AIM: Reproduce all of the material that follows, line for line, without changing a single character.

— begin —

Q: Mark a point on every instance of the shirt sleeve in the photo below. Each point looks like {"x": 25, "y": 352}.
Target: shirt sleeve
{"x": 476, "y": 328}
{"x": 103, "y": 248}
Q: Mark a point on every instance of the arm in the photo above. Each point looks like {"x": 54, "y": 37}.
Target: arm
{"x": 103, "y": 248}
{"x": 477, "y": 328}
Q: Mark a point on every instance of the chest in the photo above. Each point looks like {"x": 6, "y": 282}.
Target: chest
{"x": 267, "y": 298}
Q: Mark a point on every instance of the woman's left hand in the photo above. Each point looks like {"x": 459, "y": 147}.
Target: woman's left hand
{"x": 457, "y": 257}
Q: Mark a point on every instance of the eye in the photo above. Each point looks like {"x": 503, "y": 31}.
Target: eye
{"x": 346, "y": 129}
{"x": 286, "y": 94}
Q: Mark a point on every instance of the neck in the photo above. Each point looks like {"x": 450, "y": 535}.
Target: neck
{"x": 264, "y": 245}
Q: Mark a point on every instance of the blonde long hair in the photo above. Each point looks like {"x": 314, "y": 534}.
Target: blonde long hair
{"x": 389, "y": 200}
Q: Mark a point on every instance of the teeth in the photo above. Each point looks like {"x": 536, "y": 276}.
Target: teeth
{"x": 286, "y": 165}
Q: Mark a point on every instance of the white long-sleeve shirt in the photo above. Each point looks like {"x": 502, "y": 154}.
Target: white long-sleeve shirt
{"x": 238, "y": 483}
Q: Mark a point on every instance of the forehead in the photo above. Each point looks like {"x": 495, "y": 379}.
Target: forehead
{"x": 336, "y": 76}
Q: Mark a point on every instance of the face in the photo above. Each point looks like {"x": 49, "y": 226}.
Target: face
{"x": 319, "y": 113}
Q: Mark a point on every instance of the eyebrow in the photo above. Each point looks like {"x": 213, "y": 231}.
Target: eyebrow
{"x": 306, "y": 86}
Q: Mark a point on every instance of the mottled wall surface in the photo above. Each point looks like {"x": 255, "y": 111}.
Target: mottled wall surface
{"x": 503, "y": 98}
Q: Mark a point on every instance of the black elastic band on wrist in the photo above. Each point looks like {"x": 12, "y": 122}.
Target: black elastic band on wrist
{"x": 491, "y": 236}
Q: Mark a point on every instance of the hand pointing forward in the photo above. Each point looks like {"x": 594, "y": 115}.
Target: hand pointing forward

— end —

SOLUTION:
Q: Mark a point on every instance of the shirt sleeve in the photo below. Each point looks like {"x": 25, "y": 352}.
Target: shirt sleeve
{"x": 476, "y": 328}
{"x": 103, "y": 248}
Q: Mark a point on every instance of the arm in the photo above. Each point looks like {"x": 54, "y": 37}.
Target: arm
{"x": 103, "y": 248}
{"x": 477, "y": 328}
Q: Mark a point on every instance of the chest in the photo above. Each point looks like {"x": 6, "y": 282}.
Target: chest
{"x": 267, "y": 298}
Q: Mark a point on every instance of the woman's left hand in the photo above. Each point looks like {"x": 459, "y": 147}.
Target: woman's left hand
{"x": 457, "y": 257}
Q: Mark a point on every instance of the eye in the photo above. Each point looks like {"x": 503, "y": 31}.
Target: eye
{"x": 346, "y": 129}
{"x": 286, "y": 94}
Q: Mark a point on every instance of the neck in the photo above. Each point looks like {"x": 450, "y": 535}.
Target: neck
{"x": 264, "y": 245}
Q: Mark a point on every instance of the blonde long hair in the photo above. Each point looks like {"x": 314, "y": 534}.
Target: blonde long hair
{"x": 389, "y": 200}
Q: Mark a point on every instance of the teeth in the photo above. Each point looks like {"x": 536, "y": 276}.
Target: teeth
{"x": 286, "y": 165}
Q: Mark a point on every instance of the white long-sleeve shirt in the photo above. Each point looks like {"x": 502, "y": 154}.
Target: white long-sleeve shirt
{"x": 238, "y": 483}
Q: Mark a point on every instance of the forehead in the photo above. Each point looks like {"x": 495, "y": 379}.
Target: forehead
{"x": 336, "y": 76}
Q: Mark a point on every instance of the face in the photo above. Each point looks like {"x": 49, "y": 226}.
Target: face
{"x": 319, "y": 113}
Q: Mark a point on every instance of the eyebrow in the photo above. Each point looks like {"x": 213, "y": 231}.
Target: eyebrow
{"x": 306, "y": 86}
Q: Mark a point on every instance of the mottled wall surface in the photo above. Each point looks like {"x": 255, "y": 111}.
Target: mottled wall surface
{"x": 503, "y": 98}
Q: Mark a point on every instance of the black elastic band on wrist in the photo above. Each point looks like {"x": 12, "y": 122}.
Target: black elastic band on wrist
{"x": 491, "y": 236}
Q: Mark a point on every instance of the hand pointing forward in the photo above. Each point looks like {"x": 594, "y": 115}.
Target: hand pointing forward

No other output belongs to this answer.